#### [Prompt]
Copy out the news report on the World Bank's Nigeria forecast word for word, in full.

#### [Given passage]
World Bank cuts economic forecast for Nigeria, sees 4.1% contraction
The World Bank has revised its 2020 forecast for Nigeria’s economy to -4.1 percent, saying the country’s near-term outlook is subject to “considerable uncertainty”.
The latest forecast is worse than the previous projection of -3.2 percent.
The World Bank had said in June that the collapse in crude oil prices, coupled with the COVID-19 pandemic, was expected to “plunge the Nigerian economy into a severe recession, the worst since the 1980s”.
It estimated then that the economy would likely contract by 3.2 percent this year, saying the projection assumed that the spread of COVID-19 in Nigeria would be contained by the third quarter of 2020.
The World Bank, in its ‘Africa’s Pulse’ report released on Thursday, noted that after expanding 1.9 percent year-on-year in Q1 2020, real GDP in Nigeria contracted by 6.1 percent year-on-year in 2020Q2, with growth in the oil and non-oil sectors falling.
The Bretton Woods institution said, “The near-term outlook is subject to considerable uncertainty as the economy continues to grapple with the effects of the pandemic. Activity data suggest that the rebound in activity that started in Q3 2020 may have stalled.
“Investment remains weak amid high uncertainty. Growth is projected to fall by 4.1 percent in 2020 and remain subdued at 0.3 percent in 2021.”

#### [Data listing]
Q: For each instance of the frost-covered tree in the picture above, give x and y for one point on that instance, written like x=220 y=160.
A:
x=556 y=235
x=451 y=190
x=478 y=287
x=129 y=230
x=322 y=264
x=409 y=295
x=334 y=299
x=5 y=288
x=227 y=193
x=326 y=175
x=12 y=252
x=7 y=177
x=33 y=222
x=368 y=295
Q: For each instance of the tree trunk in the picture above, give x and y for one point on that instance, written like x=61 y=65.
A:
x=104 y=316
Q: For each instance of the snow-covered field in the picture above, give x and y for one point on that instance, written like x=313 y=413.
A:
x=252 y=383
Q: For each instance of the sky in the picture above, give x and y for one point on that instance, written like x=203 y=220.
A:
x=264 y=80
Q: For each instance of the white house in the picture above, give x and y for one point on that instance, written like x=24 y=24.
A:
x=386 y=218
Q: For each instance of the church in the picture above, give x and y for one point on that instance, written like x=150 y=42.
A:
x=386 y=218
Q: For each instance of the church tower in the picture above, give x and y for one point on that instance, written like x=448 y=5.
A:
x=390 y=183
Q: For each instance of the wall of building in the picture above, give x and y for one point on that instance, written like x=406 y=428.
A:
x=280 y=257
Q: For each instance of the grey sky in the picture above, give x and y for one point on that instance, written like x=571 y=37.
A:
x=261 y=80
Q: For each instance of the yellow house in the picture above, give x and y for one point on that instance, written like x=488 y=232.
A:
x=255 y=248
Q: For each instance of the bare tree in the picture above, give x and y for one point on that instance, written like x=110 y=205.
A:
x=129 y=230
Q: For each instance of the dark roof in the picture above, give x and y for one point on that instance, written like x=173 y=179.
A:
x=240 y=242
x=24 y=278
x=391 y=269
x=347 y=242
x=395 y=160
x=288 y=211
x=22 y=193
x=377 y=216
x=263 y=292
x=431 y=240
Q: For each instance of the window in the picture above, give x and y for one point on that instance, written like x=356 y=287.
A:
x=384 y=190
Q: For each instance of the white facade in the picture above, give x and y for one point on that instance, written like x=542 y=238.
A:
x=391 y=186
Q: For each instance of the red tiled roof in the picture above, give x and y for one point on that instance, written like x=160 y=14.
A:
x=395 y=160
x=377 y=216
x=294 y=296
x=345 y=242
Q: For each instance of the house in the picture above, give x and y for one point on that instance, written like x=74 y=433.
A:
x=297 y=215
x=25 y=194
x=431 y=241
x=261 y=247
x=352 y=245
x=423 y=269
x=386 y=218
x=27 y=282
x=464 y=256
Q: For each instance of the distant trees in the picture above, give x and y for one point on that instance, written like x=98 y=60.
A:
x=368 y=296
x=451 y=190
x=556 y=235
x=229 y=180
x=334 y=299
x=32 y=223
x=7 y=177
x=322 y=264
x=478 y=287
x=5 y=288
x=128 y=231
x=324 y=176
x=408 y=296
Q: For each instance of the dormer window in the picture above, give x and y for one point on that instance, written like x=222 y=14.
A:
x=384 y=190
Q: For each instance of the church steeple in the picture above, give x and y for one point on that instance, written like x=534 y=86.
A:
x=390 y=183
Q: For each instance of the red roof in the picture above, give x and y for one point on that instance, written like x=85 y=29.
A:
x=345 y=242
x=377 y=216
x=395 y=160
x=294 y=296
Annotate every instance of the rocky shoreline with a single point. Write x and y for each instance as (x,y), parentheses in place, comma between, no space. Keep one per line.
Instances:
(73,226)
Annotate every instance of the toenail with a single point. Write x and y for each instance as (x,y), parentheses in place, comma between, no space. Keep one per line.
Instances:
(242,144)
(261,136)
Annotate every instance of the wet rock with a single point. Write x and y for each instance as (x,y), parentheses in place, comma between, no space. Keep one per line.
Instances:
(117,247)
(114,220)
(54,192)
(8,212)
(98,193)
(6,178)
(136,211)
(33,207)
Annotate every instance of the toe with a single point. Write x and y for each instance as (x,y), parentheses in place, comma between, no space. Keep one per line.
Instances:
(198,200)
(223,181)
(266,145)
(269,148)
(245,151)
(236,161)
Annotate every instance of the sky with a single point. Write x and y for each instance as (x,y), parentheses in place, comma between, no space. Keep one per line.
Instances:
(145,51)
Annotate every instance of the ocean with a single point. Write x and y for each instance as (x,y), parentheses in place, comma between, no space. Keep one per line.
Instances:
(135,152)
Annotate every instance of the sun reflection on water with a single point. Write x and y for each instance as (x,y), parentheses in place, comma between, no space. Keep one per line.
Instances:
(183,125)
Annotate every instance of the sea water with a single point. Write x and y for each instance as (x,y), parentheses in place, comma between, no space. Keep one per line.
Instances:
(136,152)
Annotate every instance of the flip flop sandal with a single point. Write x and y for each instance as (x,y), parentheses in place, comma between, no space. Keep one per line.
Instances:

#### [Response to this task]
World Bank cuts economic forecast for Nigeria, sees 4.1% contraction
The World Bank has revised its 2020 forecast for Nigeria’s economy to -4.1 percent, saying the country’s near-term outlook is subject to “considerable uncertainty”.
The latest forecast is worse than the previous projection of -3.2 percent.
The World Bank had said in June that the collapse in crude oil prices, coupled with the COVID-19 pandemic, was expected to “plunge the Nigerian economy into a severe recession, the worst since the 1980s”.
It estimated then that the economy would likely contract by 3.2 percent this year, saying the projection assumed that the spread of COVID-19 in Nigeria would be contained by the third quarter of 2020.
The World Bank, in its ‘Africa’s Pulse’ report released on Thursday, noted that after expanding 1.9 percent year-on-year in Q1 2020, real GDP in Nigeria contracted by 6.1 percent year-on-year in 2020Q2, with growth in the oil and non-oil sectors falling.
The Bretton Woods institution said, “The near-term outlook is subject to considerable uncertainty as the economy continues to grapple with the effects of the pandemic. Activity data suggest that the rebound in activity that started in Q3 2020 may have stalled.
“Investment remains weak amid high uncertainty. Growth is projected to fall by 4.1 percent in 2020 and remain subdued at 0.3 percent in 2021.”